# What is expected
Write every line of the material out exactly as shown.

# Source material
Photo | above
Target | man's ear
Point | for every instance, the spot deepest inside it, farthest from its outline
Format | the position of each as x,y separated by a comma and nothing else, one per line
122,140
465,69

# Exercise solution
Photo | above
Target | man's ear
Point | for every instance, the spot deepest inside it, farthest from its outline
Format | the position of each as x,y separated by a comma and nothing else, one per line
122,140
465,69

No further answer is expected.